§ LIST OF TASKS
A. Answer these questions from the tattie scone post:
(i) Which sausage does the tattie scone work in tandem with?
(ii) What classical item does the small-triangle salmon serving take the place of?
(iii) Which cheese was crumbled over the nacho platter?
B. Reproduce word for word the passage of the tattie scone post from "March 22, 2013" up to and including "before 10 AM.".

§ SOURCE EXTRACT
|---|

March 22, 2013
Just about every culture I can think of has some type of flat bread or product indigenous to the need for a dough type product intended to enrobe foods, provide nourishment and most of all be easy to hold. This idea is thousands of years old and has evolved with the times into meeting the necessity of staying relevant with changing generations that crave traditional foods but with trendy combinations and presentations.
The tattie scone should be no different, I would think, but it is. It has played a very important part of being identified with the Scottish breakfast and while working in tandem with the traditional Scottish slice sausage, the tattie scone has helped identify the Scottish breakfast from any other breakfast in the British Isles. It is as Scottish as the Scotch Egg yet suffers from a similar fate in the assumption that it is only good if served before 10 AM.
I saw this an an opportunity to expand upon the traditions of the tattie scone and help re-shape a future of this delicacy to reach the other day part opportunities that loom beyond breakfast. I let my imagination run wild. My first order of business was to change it’s shape. In an effort to do what I could with the scone I found it most restricting using the pre-packaged form of sliced triangular shaped portions to not work so well in its current form with the exception of cutting those pieces into smaller triangles and serving with sliced smoked Scottish salmon, cucumber cream, a slice of boiled egg and a dollop of caviar on top. Sort of taking the place of a classical blini if you will.
I proceeded to make my own and from there I was impressed by the versatility of the tattie scone. I first made a large circle, thinner than store bought, and fried it off. Instead of cutting into triangular sections I left it whole. I then steamed it to make it pliable. Filled it with slow roasted pulled beef, carrot shreds and onion. Rolled it up similar to a large spring roll or burrito. It turned out great. I took the trimmings from the dough and after rolling paper thin, fried them up and since the sandwich I made reminded me of a burrito, I made a sort of nacho platter out of the fried trimmings with crumbled sliced sausage, green onions, diced tomatoes and crumbled Shropshire Blue cheese. Wow, it worked perfectly. I kept traditional Scottish flavours and shaped them into a modern presentation that I would hope more restaurants in Scotland would serve to their guests. Now I only need to think of what to call it!

|---|

§ DATA EXTRACT
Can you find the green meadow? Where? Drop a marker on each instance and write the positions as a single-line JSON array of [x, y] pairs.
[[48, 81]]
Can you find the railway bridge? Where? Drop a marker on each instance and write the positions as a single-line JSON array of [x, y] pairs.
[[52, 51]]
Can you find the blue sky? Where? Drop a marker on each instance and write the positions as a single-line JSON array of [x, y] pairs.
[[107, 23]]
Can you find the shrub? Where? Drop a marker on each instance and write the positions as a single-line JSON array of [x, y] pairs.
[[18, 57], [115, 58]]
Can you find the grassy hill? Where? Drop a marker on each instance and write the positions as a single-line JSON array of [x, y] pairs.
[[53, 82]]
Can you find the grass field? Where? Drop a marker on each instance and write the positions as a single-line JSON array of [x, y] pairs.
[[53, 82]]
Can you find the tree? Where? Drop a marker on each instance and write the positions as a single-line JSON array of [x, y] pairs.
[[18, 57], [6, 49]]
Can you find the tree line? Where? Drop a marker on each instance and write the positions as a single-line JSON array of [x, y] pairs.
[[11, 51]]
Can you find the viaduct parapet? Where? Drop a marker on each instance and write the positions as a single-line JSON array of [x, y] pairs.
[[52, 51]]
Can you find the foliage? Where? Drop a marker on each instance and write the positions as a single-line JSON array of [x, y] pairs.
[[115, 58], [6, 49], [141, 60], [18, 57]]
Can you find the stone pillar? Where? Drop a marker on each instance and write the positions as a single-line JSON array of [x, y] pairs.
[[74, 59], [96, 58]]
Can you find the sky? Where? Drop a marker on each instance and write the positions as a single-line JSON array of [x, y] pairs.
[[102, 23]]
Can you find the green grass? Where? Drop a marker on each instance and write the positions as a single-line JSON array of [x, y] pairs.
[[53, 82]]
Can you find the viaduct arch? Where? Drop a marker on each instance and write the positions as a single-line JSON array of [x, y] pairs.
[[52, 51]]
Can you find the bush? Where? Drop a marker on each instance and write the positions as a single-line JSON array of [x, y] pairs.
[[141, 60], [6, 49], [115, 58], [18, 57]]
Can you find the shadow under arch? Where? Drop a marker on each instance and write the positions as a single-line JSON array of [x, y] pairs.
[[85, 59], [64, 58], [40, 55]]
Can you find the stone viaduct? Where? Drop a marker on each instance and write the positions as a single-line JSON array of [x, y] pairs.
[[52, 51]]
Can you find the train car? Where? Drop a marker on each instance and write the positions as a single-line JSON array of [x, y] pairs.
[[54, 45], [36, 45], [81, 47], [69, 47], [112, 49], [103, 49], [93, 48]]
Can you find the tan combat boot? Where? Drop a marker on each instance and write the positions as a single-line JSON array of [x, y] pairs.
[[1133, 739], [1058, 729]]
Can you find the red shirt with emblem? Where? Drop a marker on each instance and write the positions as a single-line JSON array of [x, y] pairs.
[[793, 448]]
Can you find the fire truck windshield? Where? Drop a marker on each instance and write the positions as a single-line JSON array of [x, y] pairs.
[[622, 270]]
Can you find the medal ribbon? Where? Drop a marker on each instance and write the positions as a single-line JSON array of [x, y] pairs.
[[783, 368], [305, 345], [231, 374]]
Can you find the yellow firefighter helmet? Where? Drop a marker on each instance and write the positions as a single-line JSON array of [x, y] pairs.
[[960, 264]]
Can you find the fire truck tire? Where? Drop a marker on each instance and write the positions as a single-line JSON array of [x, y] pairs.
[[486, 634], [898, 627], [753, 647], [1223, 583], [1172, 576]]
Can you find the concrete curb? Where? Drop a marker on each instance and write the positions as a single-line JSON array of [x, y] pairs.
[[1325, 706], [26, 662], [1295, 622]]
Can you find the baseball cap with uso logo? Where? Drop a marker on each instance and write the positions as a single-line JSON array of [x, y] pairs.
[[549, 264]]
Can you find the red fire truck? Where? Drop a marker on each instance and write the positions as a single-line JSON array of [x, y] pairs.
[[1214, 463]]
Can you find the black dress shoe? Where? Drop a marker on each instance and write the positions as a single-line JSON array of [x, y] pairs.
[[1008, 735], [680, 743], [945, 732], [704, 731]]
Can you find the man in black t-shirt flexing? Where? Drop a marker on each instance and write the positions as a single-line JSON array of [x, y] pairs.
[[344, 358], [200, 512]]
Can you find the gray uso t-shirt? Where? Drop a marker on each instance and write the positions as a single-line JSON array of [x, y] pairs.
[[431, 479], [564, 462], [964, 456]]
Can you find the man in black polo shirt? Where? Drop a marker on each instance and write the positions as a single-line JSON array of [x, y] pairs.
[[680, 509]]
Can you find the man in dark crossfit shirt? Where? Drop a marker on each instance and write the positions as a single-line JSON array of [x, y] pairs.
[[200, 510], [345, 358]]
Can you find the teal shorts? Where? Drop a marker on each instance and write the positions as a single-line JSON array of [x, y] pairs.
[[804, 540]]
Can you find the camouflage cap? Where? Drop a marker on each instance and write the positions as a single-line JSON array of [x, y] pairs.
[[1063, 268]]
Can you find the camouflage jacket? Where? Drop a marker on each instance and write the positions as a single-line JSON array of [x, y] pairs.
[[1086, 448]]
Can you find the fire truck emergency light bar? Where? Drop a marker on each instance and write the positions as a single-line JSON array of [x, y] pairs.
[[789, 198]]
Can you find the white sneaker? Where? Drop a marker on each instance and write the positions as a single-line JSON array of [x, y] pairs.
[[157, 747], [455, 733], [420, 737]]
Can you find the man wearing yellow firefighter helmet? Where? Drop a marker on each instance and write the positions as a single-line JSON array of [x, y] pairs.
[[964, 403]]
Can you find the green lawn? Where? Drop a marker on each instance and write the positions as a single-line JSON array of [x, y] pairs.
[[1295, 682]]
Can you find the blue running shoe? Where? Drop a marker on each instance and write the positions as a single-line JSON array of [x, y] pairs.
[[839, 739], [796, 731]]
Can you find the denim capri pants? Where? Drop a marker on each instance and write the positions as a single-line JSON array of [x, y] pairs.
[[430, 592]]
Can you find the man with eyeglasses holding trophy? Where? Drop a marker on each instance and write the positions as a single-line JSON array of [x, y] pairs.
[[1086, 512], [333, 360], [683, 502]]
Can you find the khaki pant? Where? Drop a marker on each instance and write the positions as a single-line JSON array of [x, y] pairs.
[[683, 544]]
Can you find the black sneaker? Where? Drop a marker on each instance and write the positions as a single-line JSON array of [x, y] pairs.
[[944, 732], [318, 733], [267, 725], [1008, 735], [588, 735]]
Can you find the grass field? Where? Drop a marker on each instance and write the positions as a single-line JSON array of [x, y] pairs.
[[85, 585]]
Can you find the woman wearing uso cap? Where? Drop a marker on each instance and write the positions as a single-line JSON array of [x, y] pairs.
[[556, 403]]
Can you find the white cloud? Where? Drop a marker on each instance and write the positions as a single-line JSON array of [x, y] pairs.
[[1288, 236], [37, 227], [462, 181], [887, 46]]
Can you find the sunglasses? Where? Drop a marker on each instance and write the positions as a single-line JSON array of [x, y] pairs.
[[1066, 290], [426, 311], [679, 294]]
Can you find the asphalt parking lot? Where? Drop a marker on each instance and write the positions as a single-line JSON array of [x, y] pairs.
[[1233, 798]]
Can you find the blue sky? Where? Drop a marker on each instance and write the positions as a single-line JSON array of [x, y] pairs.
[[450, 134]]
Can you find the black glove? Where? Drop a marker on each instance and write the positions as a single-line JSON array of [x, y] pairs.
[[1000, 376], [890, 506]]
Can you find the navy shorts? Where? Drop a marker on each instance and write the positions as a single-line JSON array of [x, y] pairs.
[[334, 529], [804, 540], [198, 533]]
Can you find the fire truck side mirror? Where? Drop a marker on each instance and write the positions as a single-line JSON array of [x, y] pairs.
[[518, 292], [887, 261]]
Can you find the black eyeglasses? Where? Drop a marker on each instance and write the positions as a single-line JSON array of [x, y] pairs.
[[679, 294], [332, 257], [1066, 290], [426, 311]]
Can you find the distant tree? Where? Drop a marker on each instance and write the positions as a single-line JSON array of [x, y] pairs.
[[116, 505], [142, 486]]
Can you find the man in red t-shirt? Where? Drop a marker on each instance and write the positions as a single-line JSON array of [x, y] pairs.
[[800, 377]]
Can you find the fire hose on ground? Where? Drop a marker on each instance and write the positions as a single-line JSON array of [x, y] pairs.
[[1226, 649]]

|---|

§ SOLUTIONS IN ORDER
A.
(i) The traditional Scottish slice sausage
(ii) A classical blini
(iii) Shropshire Blue cheese

B.
March 22, 2013
Just about every culture I can think of has some type of flat bread or product indigenous to the need for a dough type product intended to enrobe foods, provide nourishment and most of all be easy to hold. This idea is thousands of years old and has evolved with the times into meeting the necessity of staying relevant with changing generations that crave traditional foods but with trendy combinations and presentations.
The tattie scone should be no different, I would think, but it is. It has played a very important part of being identified with the Scottish breakfast and while working in tandem with the traditional Scottish slice sausage, the tattie scone has helped identify the Scottish breakfast from any other breakfast in the British Isles. It is as Scottish as the Scotch Egg yet suffers from a similar fate in the assumption that it is only good if served before 10 AM.